Given request:
Report each line below that contains the string "carrot". Copy those lines in full.

[Contour annotation lines]
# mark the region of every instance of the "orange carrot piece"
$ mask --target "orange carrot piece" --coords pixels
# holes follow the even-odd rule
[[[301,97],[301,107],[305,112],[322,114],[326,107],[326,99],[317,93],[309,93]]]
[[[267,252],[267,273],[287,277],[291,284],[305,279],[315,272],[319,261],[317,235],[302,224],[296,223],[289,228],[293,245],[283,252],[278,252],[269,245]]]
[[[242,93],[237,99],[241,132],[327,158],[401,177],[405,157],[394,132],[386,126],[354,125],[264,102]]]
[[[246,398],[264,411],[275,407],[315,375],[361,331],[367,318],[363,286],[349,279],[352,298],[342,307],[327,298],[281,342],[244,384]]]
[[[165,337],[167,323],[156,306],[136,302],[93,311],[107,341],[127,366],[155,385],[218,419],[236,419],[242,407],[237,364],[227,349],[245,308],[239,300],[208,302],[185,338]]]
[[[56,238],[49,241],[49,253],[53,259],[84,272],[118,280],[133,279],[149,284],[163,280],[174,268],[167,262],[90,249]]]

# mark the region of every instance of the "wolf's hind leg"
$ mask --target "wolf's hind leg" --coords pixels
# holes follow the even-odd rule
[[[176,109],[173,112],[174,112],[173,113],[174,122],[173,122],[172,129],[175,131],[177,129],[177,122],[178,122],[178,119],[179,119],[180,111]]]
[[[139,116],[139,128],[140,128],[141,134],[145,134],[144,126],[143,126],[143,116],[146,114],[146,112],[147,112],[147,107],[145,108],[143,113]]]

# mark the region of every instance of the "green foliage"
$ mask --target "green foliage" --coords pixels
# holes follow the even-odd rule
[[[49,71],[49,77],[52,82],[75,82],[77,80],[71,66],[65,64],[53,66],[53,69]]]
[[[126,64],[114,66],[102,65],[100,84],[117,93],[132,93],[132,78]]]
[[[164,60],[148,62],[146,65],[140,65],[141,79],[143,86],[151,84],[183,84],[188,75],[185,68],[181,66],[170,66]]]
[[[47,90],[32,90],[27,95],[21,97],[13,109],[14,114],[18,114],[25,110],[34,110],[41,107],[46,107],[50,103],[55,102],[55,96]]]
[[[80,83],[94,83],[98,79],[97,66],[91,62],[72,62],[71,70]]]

Answer to this task:
# mark the region of every instance of the "orange carrot piece"
$ mask --target "orange carrot piece" --coords pixels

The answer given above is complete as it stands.